EXERCISE DETAILS
From the listing below, extract every line in which the word "stone" appears.

MATERIAL TO PROCESS
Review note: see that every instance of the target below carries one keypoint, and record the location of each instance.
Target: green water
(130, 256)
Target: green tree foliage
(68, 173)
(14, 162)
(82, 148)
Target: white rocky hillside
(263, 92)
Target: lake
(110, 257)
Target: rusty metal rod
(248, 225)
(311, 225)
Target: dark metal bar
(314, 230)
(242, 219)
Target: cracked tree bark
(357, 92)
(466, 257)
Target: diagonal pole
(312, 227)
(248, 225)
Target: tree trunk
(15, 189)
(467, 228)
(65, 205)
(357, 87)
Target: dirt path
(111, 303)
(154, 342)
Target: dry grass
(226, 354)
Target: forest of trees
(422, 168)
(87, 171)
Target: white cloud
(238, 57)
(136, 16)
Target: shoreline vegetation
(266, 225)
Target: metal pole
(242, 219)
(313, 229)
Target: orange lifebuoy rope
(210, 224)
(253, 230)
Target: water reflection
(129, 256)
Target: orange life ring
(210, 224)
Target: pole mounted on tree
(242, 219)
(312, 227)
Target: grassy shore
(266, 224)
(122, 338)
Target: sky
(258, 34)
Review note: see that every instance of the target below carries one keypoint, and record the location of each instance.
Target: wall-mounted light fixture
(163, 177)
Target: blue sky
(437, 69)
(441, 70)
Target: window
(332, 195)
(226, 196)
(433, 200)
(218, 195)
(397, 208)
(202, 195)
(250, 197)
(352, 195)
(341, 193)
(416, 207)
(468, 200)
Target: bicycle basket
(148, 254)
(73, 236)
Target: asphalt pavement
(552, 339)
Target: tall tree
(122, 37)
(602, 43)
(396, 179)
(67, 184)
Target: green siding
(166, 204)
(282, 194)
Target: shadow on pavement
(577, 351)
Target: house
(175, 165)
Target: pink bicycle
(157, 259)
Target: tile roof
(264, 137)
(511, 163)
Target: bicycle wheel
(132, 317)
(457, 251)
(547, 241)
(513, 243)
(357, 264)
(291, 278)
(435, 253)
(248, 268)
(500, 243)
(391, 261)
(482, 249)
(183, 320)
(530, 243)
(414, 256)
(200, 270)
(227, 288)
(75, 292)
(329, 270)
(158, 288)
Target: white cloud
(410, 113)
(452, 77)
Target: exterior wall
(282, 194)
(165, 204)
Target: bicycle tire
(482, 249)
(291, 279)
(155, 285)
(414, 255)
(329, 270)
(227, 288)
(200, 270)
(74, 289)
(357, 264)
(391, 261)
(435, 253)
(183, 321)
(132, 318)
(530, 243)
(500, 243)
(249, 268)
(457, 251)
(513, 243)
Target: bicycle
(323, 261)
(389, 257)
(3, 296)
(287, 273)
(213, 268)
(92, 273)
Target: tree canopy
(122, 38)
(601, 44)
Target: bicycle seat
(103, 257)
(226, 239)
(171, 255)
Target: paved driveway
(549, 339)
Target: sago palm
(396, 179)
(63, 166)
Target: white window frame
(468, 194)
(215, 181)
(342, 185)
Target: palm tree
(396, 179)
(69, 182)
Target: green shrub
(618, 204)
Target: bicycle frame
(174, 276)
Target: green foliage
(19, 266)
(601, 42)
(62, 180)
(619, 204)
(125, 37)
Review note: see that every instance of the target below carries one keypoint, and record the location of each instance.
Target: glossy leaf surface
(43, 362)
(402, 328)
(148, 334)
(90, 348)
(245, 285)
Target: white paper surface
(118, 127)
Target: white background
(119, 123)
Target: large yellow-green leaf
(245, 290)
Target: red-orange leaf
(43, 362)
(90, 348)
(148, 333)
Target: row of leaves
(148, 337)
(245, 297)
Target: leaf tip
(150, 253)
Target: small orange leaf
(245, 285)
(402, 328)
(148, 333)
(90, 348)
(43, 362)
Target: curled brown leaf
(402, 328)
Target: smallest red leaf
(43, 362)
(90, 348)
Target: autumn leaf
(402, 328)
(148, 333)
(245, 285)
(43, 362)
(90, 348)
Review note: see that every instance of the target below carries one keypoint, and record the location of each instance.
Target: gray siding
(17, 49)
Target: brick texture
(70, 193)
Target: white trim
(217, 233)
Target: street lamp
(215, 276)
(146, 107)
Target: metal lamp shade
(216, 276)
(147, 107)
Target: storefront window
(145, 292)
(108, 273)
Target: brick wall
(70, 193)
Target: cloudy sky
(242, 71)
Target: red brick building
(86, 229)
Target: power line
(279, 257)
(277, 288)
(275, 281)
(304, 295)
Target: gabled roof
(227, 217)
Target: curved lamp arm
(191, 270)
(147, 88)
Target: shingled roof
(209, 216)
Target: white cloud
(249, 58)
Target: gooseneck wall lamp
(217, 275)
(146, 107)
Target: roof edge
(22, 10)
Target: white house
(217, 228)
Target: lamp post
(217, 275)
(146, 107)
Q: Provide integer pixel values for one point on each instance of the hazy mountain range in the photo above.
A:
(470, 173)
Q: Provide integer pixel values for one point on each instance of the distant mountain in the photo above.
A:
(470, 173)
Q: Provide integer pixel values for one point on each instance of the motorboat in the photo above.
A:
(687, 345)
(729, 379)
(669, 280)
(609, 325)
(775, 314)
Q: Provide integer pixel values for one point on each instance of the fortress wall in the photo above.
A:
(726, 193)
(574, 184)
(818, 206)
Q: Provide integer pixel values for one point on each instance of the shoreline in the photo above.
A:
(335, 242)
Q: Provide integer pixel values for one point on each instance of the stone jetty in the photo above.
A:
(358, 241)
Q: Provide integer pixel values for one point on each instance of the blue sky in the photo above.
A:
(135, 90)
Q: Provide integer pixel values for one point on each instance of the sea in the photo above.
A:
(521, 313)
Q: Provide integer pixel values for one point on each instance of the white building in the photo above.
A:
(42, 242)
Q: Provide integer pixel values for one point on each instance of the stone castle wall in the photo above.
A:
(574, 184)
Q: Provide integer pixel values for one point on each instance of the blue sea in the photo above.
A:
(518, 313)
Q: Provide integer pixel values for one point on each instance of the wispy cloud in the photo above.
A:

ANSWER AREA
Q: Provide integer pixel values for one point on each instance of the stone jetty in the photo above.
Q: Provide integer pixel values for one point on each instance of the stone castle wall in the photo above.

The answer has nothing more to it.